── Texto de referencia ──
Las últimas encuestas publicadas parecen corroborar lo que algunos sospechábamos ya cuando las mayorías absolutas para un solo partido desaparecieron de las cámaras legislativas: el bipartidismo no estaba en su mejor momento, pero ni por asomo podía por ello publicarse su acta de defunción. Bastaba una situación excepcional, realmente excepcional, para que su dinámica, apuntalada en un diabólico sistema electoral, reapareciese.

Y así ha sido. No dejaremos de convenir que la pluralidad política refleja la social, y que la fractalidad parlamentaria enriquecería el debate en los hemiciclos, si no fuera por la esclavitud a la que los partidos someten a los grupos parlamentarios. Sin embargo, sin que el sistema de partidos parezca sufrir gran desgaste, a pesar de ser, con sus dinámicas internas y externas, parte fundamental del problema, las concretas formaciones políticas que los integran sí pueden ver frustradas unas expectativas de crecimiento y, por tanto, también su capacidad para ser alternativa de gobierno. Ello se produce sobre todo cuando el electorado sospecha que votar a uno u otro partido significa lo mismo y, en consecuencia, decide apostar por caballo ganador. El placer de perder se reserva al masoquista.

En definitiva, ello supone la vuelta al bipartidismo, que ha sido tónica dominante en las elecciones desde el inicio de la Transición, pero que tiene su pseudohomólogo en el turnismo de la restauración borbónica del XIX, al menos por lo que hace referencia a la voluntad que entonces tuvo el poder de estabilizar el sistema político en el que se desenvolvía y que ahora parece retomarse. Pero, ¿cómo se ha producido ese cambio?

El virus ha venido a reforzar el efecto que la variante d’Hondt tenía sobre nuestro sistema electoral: el PSOE le ha dado el abrazo del oso a Ciudadanos antes de que éste se difumine en las siglas de aquel, cuando pensábamos que iba justamente en la dirección contraria

Aunque en estos últimos meses en las asambleas legislativas se ha visto poco parlamentario por una cuestión de prevención sanitaria y, en consecuencia, cabría pensar que todos tienen la misma oportunidad de exposición mediática, lo cierto es que no es así. El Gobierno controla los tiempos y nos inunda con la imagen del presidente, los ministros, los expertos o quien sea que trabaje en su área de influencia. Verlos es creerlos para una gran parte de la población, excepto para esa otra gran mayoría que no puede verlos ni en pintura. Y así es como el principal partido de la oposición es su réplica matemática y se retroalimenta en el de gobierno. El resto queda difuminado en el paisaje.
───
── Datos proporcionados ──
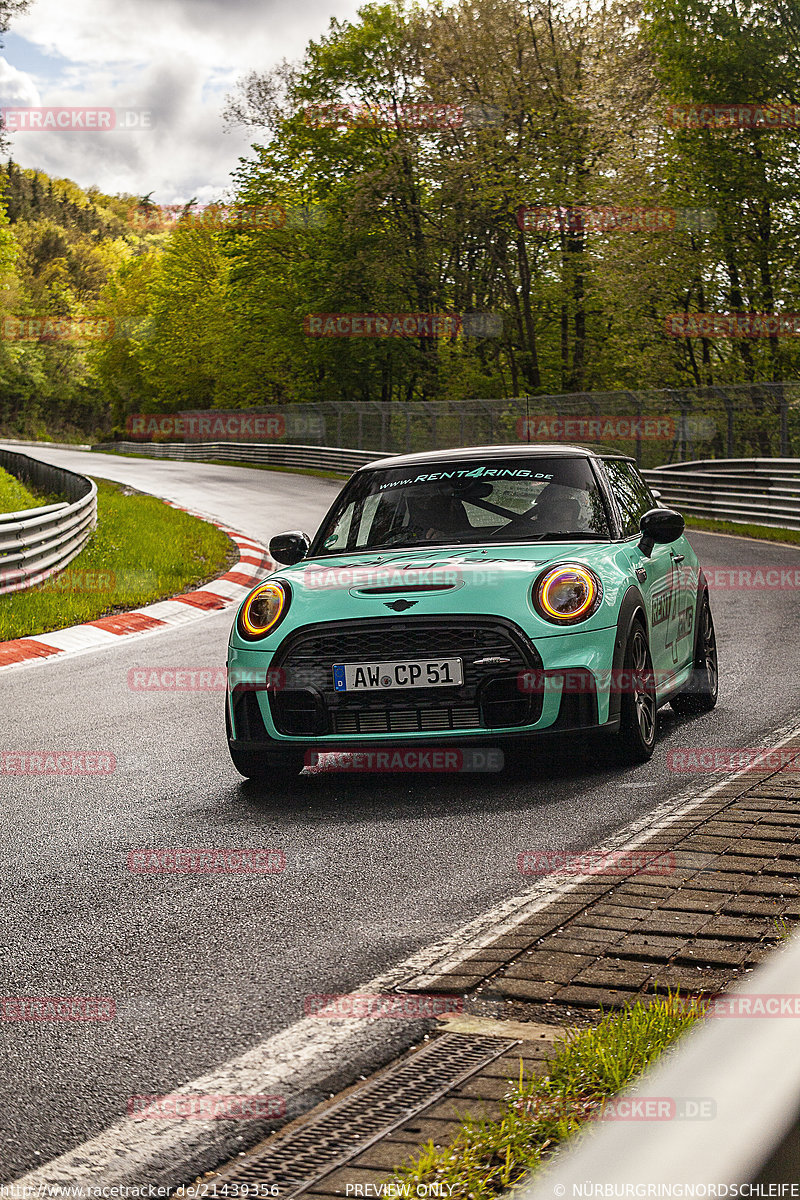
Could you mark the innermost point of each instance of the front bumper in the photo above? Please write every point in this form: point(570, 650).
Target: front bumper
point(300, 709)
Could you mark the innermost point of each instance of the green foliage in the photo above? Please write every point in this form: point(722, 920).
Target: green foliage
point(565, 106)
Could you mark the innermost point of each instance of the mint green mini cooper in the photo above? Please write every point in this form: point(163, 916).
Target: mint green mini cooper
point(469, 599)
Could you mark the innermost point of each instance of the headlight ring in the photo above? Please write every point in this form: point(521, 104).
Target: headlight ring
point(567, 594)
point(263, 610)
───
* [Preguntas por responder]
- a) Indique si cada afirmación concuerda con el artículo sobre el bipartidismo, respondiendo sí o no y citando literalmente las palabras decisivas: (i) el Gobierno controla los tiempos de exposición mediática; (ii) el bipartidismo ha desaparecido de forma definitiva; (iii) el bipartidismo ha sido la tónica dominante en las elecciones desde el inicio de la Transición.
- b) Prosiga el artículo sobre el bipartidismo a partir de su última frase.

* [Respuestas en orden]
- a)
(i) Sí: «El Gobierno controla los tiempos y nos inunda con la imagen del presidente, los ministros, los expertos o quien sea que trabaje en su área de influencia».
(ii) No: «ni por asomo podía por ello publicarse su acta de defunción».
(iii) Sí: «ha sido tónica dominante en las elecciones desde el inicio de la Transición».

- b)
¿Resultado? El virus ha venido a reforzar el efecto que la variante d’Hondt tenía sobre nuestro sistema electoral: el PSOE le ha dado el abrazo del oso a Ciudadanos antes de que éste se difumine en las siglas de aquel, cuando pensábamos que iba justamente en la dirección contraria. Pero ya se ve que en este país el centro solo se siente a gusto en el centro izquierda, un espacio que ya ocupan los socialistas, y que ha hecho abandonar Ciudadanos al empresario Paco de Quinto, incapaz de entender el apoyo de sesgo antiliberal que Arrimadas ha decidido dar al PSOE en su enésima prórroga del estado de alarma.

En Catalunya se intuye también ese efecto de la pandemia sobre el sistema de partidos, de modo que no es casual que la extinta CiU esté haciendo de más y de menos para reeditarse con nuevos actores y nuevos nombres a fin y efecto de ahondar en la desmemoria colectiva. Hay que hacer tragar a la población con nacionalismos, que no por territoriales están menos trasnochados, a ver si así olvidamos los porcentajes de corrupción de aquel idílico sistema, la horrible tesitura a la que nos han llevado y el triste papel jugado por los democristianos a las faldas del socialismo mientras éste se aliaba con un comunismo aún más caduco y fallido.

En uno y otro panorama, y más allá de la polarización visceral que se intuye en las próximas elecciones, es del todo imprescindible la construcción de la formación política que sea capaz de mantener el espíritu constitucional y autonómico en su esencia, hoy traicionada e incomprendida: una economía de mercado que no desdeñe la justicia social, un sistema de reparto de competencias leal a la unidad y respetuoso de la diferencia y un replanteamiento de las responsabilidades fiscales que haga posible conjugar el esfuerzo individual y colectivo con la necesidad de la ayuda mutua. Ese tipo de partido aquí y allá, más temprano que tarde, tendrá la responsabilidad de contribuir a la gobernanza, si no de liderarla. En Catalunya no habrá de ser ninguno de los actores que hoy sobreviven (o se generan) de forma artificial gracias a haber extendido sobre el resto este curioso virus d’Hondt.